WHAT TO PRODUCE :: Which lines of the items below contain the word "bicycle"? Pick out each of those lines and copy it in full.

DATA LISTING ::
________

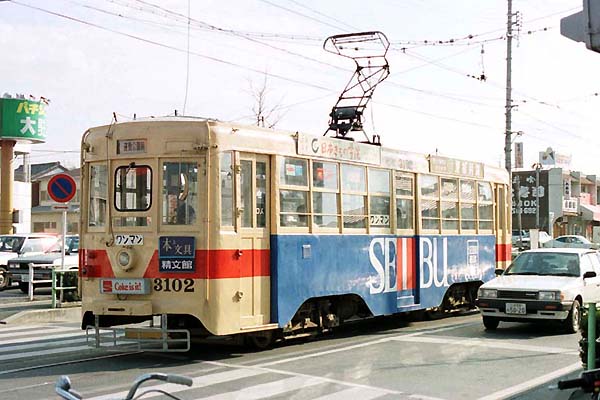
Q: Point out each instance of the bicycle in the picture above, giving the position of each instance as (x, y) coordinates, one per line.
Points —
(63, 386)
(588, 382)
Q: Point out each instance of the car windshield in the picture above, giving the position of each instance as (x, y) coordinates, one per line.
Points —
(11, 243)
(558, 264)
(72, 245)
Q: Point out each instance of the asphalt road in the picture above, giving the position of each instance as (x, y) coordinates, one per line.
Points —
(386, 358)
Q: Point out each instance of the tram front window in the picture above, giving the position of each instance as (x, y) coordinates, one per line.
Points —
(180, 193)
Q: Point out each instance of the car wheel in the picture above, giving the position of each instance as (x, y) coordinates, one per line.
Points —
(3, 279)
(491, 323)
(571, 323)
(24, 287)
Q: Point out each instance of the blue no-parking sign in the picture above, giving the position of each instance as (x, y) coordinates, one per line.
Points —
(61, 188)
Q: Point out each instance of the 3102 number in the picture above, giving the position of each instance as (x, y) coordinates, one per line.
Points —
(173, 285)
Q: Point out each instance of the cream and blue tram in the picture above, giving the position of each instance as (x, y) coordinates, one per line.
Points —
(227, 229)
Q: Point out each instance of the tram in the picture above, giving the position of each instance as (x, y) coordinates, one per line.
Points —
(233, 230)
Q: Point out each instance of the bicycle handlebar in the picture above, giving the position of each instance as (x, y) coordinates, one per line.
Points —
(63, 384)
(570, 383)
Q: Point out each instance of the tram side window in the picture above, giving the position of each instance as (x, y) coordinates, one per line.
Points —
(293, 197)
(379, 198)
(430, 203)
(485, 206)
(404, 202)
(261, 194)
(354, 196)
(180, 193)
(98, 194)
(467, 205)
(226, 177)
(325, 194)
(449, 205)
(133, 186)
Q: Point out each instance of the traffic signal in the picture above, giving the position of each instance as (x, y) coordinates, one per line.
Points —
(584, 26)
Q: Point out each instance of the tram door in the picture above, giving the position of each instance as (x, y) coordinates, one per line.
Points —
(253, 222)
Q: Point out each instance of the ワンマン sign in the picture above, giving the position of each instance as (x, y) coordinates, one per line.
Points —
(22, 120)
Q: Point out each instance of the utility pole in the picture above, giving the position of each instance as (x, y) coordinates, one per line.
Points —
(508, 131)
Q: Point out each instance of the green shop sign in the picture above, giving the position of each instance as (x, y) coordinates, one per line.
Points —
(23, 120)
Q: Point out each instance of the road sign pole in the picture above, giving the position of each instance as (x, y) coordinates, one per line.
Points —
(55, 276)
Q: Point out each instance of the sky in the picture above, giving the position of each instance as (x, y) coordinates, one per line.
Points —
(210, 58)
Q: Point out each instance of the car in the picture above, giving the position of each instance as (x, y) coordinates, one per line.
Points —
(22, 244)
(18, 268)
(576, 241)
(544, 238)
(542, 284)
(520, 239)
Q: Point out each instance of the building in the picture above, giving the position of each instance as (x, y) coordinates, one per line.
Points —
(556, 200)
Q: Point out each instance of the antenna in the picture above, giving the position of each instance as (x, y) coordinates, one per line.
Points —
(368, 50)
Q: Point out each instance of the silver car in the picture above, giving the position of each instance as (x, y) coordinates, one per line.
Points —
(542, 284)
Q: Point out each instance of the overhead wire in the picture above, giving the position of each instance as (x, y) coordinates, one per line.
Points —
(234, 64)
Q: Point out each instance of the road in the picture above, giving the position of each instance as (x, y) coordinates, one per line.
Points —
(387, 358)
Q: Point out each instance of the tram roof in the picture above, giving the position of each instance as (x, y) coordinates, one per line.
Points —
(389, 156)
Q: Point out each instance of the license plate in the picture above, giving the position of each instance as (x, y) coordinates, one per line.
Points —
(129, 240)
(516, 308)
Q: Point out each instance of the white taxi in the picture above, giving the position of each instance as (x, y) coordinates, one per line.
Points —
(542, 284)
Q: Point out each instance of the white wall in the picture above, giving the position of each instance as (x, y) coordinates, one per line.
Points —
(22, 202)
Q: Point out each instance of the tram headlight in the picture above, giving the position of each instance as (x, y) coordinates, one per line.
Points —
(125, 259)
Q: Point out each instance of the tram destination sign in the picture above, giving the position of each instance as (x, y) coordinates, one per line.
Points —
(452, 166)
(22, 120)
(338, 149)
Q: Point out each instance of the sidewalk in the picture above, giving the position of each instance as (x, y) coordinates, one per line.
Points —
(19, 310)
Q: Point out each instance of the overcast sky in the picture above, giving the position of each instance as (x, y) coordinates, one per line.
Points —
(96, 57)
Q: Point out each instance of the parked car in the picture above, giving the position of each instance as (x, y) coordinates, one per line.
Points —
(18, 268)
(543, 239)
(520, 239)
(23, 244)
(574, 241)
(542, 284)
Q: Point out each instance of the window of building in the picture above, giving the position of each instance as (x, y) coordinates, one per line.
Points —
(354, 196)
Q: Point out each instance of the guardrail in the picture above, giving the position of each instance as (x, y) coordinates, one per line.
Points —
(56, 281)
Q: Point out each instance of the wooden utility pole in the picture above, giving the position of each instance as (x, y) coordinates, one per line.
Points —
(508, 131)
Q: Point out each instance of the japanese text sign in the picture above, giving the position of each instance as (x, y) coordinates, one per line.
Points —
(23, 120)
(176, 254)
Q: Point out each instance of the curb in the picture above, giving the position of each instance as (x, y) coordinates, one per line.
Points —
(70, 314)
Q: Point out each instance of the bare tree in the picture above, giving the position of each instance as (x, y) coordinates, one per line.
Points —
(264, 113)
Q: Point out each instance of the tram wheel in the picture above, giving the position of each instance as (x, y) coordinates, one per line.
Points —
(3, 279)
(262, 340)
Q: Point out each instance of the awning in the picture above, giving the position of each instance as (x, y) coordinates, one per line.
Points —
(589, 212)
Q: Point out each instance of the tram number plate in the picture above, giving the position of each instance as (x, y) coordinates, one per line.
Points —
(129, 240)
(516, 308)
(173, 285)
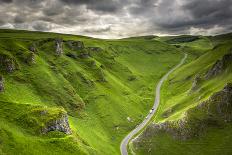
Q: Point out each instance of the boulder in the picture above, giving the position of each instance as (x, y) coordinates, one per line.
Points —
(31, 59)
(32, 48)
(58, 47)
(211, 113)
(59, 124)
(75, 45)
(94, 49)
(219, 66)
(7, 63)
(196, 82)
(1, 84)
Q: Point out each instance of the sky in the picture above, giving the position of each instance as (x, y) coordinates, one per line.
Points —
(118, 18)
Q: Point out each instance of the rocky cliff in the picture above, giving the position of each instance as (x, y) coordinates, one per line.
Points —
(216, 112)
(219, 66)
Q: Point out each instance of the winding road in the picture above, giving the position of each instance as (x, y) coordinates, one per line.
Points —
(125, 141)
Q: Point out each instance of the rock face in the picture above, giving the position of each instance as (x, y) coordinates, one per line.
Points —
(8, 64)
(213, 112)
(31, 59)
(32, 48)
(59, 47)
(75, 45)
(61, 124)
(1, 84)
(196, 82)
(94, 49)
(219, 66)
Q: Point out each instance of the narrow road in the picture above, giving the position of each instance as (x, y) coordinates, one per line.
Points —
(125, 141)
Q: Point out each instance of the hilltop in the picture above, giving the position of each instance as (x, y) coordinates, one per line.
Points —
(68, 94)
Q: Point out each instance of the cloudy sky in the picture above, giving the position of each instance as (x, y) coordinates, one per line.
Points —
(118, 18)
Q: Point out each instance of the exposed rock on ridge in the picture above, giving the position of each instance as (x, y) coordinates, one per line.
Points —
(216, 111)
(219, 66)
(59, 47)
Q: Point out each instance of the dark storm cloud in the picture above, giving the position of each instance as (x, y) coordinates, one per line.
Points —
(118, 18)
(99, 5)
(42, 26)
(6, 1)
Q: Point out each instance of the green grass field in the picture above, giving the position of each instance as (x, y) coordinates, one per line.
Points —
(177, 98)
(106, 88)
(98, 92)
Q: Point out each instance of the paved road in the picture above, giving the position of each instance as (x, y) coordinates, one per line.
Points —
(125, 141)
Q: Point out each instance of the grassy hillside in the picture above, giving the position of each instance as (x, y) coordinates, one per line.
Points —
(106, 88)
(184, 90)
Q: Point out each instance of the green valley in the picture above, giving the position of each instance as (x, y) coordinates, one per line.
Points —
(70, 94)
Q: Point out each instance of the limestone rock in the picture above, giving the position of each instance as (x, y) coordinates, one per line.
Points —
(212, 112)
(1, 84)
(75, 45)
(196, 82)
(94, 49)
(7, 63)
(31, 59)
(32, 48)
(60, 124)
(58, 47)
(219, 66)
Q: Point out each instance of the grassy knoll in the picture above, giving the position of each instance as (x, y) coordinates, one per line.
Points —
(179, 95)
(99, 88)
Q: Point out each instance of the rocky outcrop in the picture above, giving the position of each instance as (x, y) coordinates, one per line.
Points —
(58, 47)
(1, 83)
(31, 59)
(216, 111)
(7, 63)
(60, 124)
(32, 48)
(196, 82)
(94, 49)
(219, 66)
(75, 45)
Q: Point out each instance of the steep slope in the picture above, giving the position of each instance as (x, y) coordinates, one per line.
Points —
(189, 119)
(66, 94)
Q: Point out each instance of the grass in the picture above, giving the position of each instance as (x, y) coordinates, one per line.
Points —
(98, 92)
(177, 98)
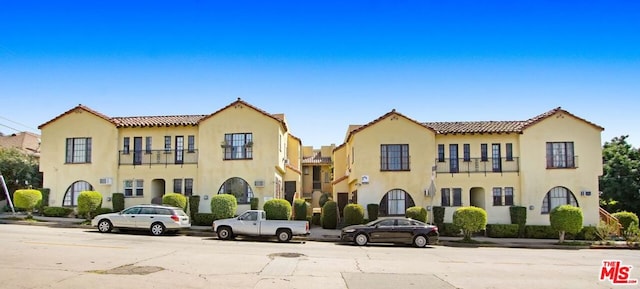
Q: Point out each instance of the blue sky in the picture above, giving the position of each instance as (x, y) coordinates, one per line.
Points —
(324, 64)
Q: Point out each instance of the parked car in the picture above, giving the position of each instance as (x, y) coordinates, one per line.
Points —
(391, 230)
(157, 219)
(255, 223)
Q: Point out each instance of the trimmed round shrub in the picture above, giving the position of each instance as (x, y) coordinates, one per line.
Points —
(329, 215)
(626, 218)
(300, 209)
(118, 202)
(27, 199)
(223, 206)
(56, 211)
(88, 202)
(372, 211)
(566, 219)
(278, 209)
(353, 214)
(175, 200)
(417, 213)
(470, 220)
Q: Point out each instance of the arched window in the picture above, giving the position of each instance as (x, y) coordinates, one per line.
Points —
(556, 197)
(71, 196)
(395, 203)
(239, 188)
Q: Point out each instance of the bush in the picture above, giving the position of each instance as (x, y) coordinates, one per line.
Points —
(300, 209)
(203, 219)
(194, 206)
(502, 230)
(372, 211)
(88, 202)
(353, 214)
(223, 206)
(255, 202)
(329, 215)
(519, 217)
(539, 232)
(626, 218)
(470, 220)
(417, 213)
(566, 219)
(118, 202)
(278, 209)
(438, 215)
(27, 199)
(175, 200)
(100, 211)
(57, 211)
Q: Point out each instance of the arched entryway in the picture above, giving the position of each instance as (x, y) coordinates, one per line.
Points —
(395, 203)
(239, 188)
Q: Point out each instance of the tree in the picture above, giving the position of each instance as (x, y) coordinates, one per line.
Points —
(566, 219)
(470, 220)
(20, 171)
(620, 183)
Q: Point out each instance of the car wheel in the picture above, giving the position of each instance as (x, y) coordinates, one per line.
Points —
(105, 226)
(361, 239)
(157, 229)
(420, 241)
(284, 235)
(224, 233)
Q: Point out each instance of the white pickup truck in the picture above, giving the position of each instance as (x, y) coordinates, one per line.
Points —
(255, 223)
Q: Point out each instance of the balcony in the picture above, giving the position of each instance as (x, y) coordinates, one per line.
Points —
(158, 157)
(478, 165)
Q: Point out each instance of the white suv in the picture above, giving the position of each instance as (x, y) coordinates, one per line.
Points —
(157, 219)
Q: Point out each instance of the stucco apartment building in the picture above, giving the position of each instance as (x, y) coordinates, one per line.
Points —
(394, 161)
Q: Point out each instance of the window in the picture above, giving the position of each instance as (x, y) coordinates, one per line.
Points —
(148, 145)
(497, 196)
(446, 197)
(508, 196)
(71, 196)
(467, 152)
(556, 197)
(457, 197)
(177, 186)
(560, 155)
(191, 143)
(394, 157)
(453, 158)
(238, 146)
(78, 150)
(133, 188)
(188, 187)
(125, 146)
(496, 157)
(483, 152)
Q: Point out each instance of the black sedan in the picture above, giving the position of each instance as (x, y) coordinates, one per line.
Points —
(391, 230)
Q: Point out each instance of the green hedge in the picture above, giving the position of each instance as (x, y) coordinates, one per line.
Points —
(353, 214)
(519, 217)
(417, 213)
(502, 230)
(277, 209)
(57, 211)
(329, 216)
(203, 219)
(223, 206)
(300, 209)
(118, 202)
(373, 210)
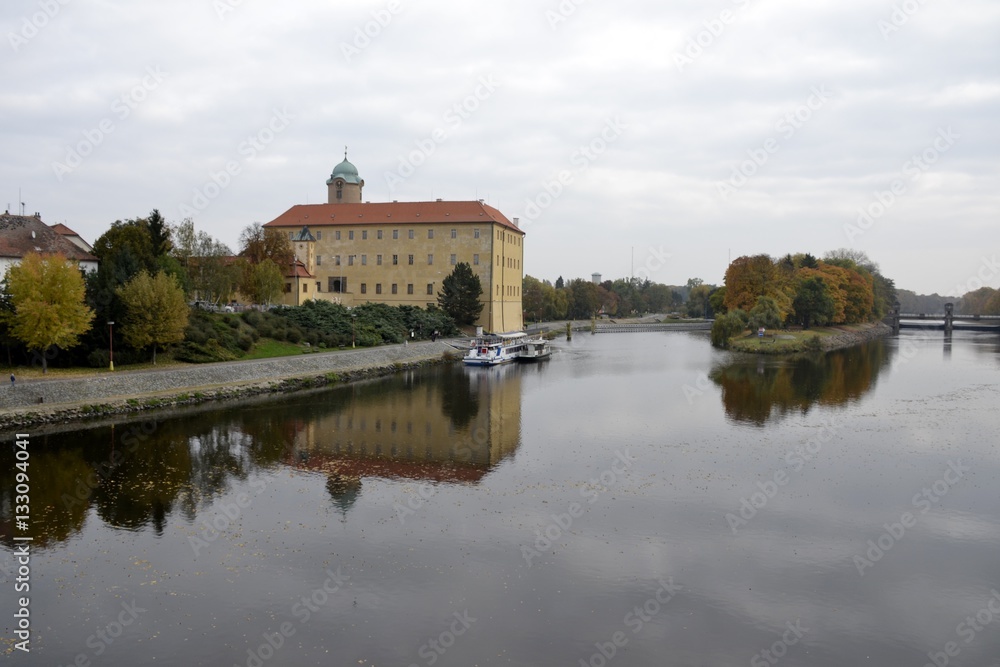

________

ANSWER FOR THIS EXERCISE ::
Q: Point out each instance of the bicycle in the picture above, giving the position of each instance as (x, y) coordinates, one per line.
Q: Point out each instance of the bicycle handlebar in the picture above, giving the position of each instance as (x, y) coordinates, one per line.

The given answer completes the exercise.